### Phrase grounding data
# # # # # # #
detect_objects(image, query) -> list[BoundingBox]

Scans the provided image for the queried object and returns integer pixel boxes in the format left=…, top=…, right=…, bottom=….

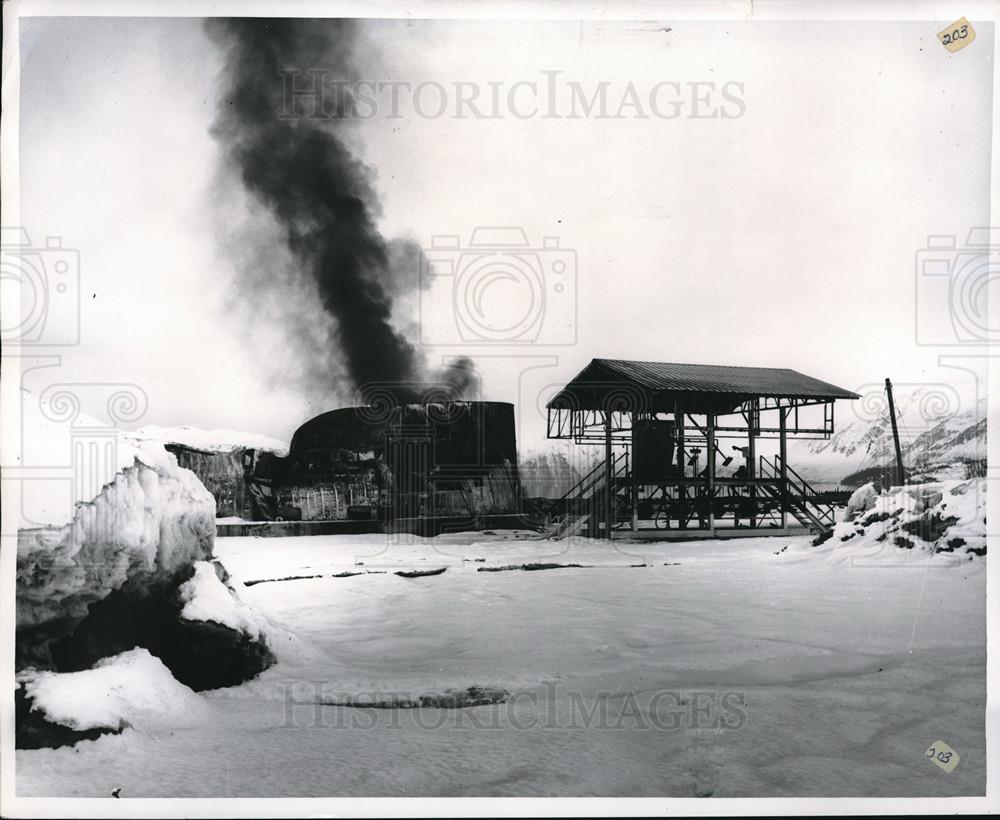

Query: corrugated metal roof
left=550, top=358, right=859, bottom=404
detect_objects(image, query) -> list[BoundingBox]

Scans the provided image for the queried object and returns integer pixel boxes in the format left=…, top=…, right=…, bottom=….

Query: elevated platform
left=543, top=356, right=858, bottom=542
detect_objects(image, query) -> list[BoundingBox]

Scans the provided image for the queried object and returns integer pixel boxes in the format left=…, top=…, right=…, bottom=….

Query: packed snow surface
left=18, top=649, right=209, bottom=732
left=18, top=530, right=986, bottom=797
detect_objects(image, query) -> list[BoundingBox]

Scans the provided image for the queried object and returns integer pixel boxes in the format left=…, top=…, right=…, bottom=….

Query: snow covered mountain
left=788, top=386, right=986, bottom=484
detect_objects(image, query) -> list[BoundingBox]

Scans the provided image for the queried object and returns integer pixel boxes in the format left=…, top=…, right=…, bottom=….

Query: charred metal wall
# # # # # # #
### Action item
Only the text of the records is to be reproduced exactly; skip the pictures.

### Your solution
detect_objects(image, query) -> list[BoundingBox]

Scans the provided image for the queried object and returns integer pixel boxes in the format left=…, top=…, right=…, bottom=….


Query: corrugated metal roof
left=550, top=358, right=859, bottom=404
detect_objects(image, query) -> list[BoundingBox]

Scans the provided image for the queried object and returns integer pixel boxes in the format left=…, top=…, right=…, bottom=….

Query: elevated platform
left=543, top=356, right=858, bottom=542
detect_objects(image, query) -> list[BoundingBox]

Scans the provided image for the queried object and returns integer pixel boxes in the format left=…, top=…, right=…, bottom=….

Query: packed snow surface
left=18, top=649, right=209, bottom=732
left=18, top=530, right=986, bottom=797
detect_objects(image, query) -> list[BoundingBox]

Scans the provided image for the queried object and returns integer pixel boxes in the format left=…, top=…, right=…, bottom=….

Query: snow covered mountain
left=788, top=386, right=986, bottom=484
detect_objects(image, query) -> list[BoundingBox]

Scans the provided image for the queried object and returns integer pixel boxes in the format left=…, top=…, right=…, bottom=….

Query: charred metal wall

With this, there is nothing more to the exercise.